▶ [Problem description] Rewrite the records from the line with "Detection task: locate every thin" to the line with "695;689;783;801", both lines included, and keep the requests. Scale every bounding-box coordinate in the answers by 0.3 and round to whole numbers, with halves rounding up. Leave the requests and their sample coordinates unchanged.
───
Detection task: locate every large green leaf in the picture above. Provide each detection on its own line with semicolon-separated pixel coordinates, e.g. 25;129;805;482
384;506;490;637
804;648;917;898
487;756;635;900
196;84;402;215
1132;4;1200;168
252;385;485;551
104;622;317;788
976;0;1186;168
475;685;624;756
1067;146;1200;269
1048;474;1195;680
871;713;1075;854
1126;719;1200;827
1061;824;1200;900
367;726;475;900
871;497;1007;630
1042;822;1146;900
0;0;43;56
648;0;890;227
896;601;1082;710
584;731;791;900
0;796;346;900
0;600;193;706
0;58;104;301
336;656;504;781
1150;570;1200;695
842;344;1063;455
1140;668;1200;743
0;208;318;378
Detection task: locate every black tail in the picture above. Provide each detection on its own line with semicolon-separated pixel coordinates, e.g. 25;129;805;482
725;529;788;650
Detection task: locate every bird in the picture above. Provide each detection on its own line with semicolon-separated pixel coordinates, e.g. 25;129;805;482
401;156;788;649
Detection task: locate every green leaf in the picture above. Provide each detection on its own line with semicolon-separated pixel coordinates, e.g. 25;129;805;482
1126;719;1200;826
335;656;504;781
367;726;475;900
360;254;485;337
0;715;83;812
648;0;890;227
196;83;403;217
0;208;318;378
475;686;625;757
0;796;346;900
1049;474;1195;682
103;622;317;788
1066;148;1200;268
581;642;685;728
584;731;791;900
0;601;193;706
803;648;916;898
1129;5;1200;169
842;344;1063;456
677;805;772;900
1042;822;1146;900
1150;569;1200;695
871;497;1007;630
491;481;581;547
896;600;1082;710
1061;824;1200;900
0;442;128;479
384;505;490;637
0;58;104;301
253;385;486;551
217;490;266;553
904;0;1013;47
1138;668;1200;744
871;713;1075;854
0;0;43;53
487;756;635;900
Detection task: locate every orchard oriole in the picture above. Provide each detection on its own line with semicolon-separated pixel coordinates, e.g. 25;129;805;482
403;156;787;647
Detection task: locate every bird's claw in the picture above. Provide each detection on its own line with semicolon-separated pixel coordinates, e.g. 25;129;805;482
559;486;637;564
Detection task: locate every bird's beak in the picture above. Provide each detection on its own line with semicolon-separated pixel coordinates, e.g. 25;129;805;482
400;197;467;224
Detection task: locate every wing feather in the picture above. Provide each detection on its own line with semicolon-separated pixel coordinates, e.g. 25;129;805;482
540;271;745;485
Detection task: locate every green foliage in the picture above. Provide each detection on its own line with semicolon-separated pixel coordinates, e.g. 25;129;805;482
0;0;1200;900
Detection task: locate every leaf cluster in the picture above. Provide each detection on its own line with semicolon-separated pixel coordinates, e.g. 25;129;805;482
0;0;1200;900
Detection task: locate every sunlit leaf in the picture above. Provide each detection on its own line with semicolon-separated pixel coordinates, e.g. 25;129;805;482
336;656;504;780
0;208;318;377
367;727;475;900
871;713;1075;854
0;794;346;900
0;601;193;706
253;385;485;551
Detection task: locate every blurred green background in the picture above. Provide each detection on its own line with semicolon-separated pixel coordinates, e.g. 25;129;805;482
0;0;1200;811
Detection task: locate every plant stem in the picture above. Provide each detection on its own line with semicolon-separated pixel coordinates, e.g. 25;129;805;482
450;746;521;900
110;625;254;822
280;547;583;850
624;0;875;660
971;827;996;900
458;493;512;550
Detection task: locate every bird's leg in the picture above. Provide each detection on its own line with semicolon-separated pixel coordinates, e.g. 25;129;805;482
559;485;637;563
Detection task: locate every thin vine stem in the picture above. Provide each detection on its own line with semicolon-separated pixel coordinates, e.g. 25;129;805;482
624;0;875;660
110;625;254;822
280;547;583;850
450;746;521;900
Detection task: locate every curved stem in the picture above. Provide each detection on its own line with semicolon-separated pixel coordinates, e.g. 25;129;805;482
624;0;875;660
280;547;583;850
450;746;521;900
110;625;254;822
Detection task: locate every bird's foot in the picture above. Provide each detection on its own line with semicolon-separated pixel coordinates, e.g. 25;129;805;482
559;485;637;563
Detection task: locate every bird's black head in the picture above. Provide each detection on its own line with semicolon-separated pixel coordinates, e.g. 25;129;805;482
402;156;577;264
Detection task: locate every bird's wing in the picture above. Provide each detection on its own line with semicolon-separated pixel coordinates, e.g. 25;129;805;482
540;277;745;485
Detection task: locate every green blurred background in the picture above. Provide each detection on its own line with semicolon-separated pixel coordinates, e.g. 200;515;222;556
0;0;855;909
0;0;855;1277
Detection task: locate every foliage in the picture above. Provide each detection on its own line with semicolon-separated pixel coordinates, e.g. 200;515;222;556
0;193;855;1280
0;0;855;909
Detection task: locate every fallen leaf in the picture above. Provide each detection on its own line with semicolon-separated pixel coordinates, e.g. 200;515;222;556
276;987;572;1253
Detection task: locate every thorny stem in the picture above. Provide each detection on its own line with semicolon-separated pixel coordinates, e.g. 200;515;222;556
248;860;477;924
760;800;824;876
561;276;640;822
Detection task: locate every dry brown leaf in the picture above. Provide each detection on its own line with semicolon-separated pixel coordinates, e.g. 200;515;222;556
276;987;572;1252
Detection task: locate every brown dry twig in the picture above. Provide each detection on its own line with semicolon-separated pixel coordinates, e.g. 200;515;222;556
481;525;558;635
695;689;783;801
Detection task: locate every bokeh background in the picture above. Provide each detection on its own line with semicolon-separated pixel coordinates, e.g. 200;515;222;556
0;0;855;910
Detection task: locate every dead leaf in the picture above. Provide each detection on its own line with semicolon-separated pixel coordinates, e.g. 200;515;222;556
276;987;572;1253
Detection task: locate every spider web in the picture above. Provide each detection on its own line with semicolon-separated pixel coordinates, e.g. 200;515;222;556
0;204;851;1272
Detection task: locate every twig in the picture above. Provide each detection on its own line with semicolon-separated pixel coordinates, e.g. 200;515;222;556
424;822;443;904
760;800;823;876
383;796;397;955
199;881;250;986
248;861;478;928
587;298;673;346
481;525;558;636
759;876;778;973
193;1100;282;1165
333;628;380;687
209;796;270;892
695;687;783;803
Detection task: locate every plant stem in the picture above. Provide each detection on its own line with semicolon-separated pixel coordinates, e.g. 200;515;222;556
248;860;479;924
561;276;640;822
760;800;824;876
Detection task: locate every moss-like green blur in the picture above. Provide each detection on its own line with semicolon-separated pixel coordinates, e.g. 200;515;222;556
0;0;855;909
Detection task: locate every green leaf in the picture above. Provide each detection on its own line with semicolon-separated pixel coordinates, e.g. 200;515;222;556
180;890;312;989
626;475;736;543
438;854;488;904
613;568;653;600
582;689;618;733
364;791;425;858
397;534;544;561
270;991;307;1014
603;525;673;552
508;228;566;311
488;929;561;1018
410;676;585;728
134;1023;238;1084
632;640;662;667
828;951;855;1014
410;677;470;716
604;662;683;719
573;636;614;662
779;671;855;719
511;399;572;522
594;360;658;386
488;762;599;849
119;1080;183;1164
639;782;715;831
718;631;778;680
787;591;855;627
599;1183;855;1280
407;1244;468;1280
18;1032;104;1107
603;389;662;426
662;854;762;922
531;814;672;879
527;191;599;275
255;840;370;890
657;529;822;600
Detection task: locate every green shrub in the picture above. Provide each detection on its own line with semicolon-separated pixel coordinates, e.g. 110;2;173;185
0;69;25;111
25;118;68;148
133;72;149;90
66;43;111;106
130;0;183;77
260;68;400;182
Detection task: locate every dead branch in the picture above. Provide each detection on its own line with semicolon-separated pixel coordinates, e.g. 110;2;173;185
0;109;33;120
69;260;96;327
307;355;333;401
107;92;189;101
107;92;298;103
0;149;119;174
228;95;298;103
───
▶ [Written response]
Detection task: locate every thin vine stem in the picture above. Provide each detection on its own line with semicolon-separated pixel coordinates, e.g. 25;129;805;482
187;0;263;198
33;188;76;247
84;164;175;255
135;224;156;270
Detection task: locate every curved stem in the picture above. Provide each detection on its own line with semicolon-separated pixel coordinates, e.g. 25;129;805;482
187;0;263;198
84;164;175;255
135;224;156;270
33;188;76;247
Detection task: locate every bird's foot in the picture above. Provide each detection on its own line with semicolon-separated pixel coordinates, e.g. 25;129;805;482
168;146;191;169
Detection task: locate every bird's black head in the picture above. Provide each detection on its own line with semicolon-separated pixel coordinates, e.g. 25;129;805;482
121;47;173;79
Detection task: locate every bird's wing in the picture above. Provide each detection on its own line with semicolon-separated pixel coordinates, e.g. 25;129;805;482
162;83;224;146
Detection task: locate every green blurred background in the picture above. Provide each detection on its own line with semicolon-separated pixel coordinates, e.g. 200;515;222;556
0;0;257;273
0;0;257;383
Detection task: locate every foliage in the picture above. Provide each detection on its own line with semicolon-separated pixel coordinates, e.g. 200;515;222;556
0;58;257;384
0;0;257;273
Detection task: locate every fallen leaf in the picture above. Provide each detection on its own line with semicolon-separated pixel coordinates, e.g. 200;515;222;556
83;296;172;376
Detection task: locate every thorny stem in the picture above. Provide each detection on its own line with semicolon-separated pixel coordinates, e.g. 200;515;222;556
74;258;143;277
228;240;247;263
168;83;192;247
Detection task: locate every dry brown leaf in the picture above. Provide each detection on its own line with semicolon-separated pixel coordinates, e.g. 200;515;222;556
83;296;172;376
Detection task: locate every brown dry twig in the picture above. Provide each detection on its own line with semicolon-separated pixel coordinates, e.g. 200;515;222;556
144;158;167;191
209;207;235;240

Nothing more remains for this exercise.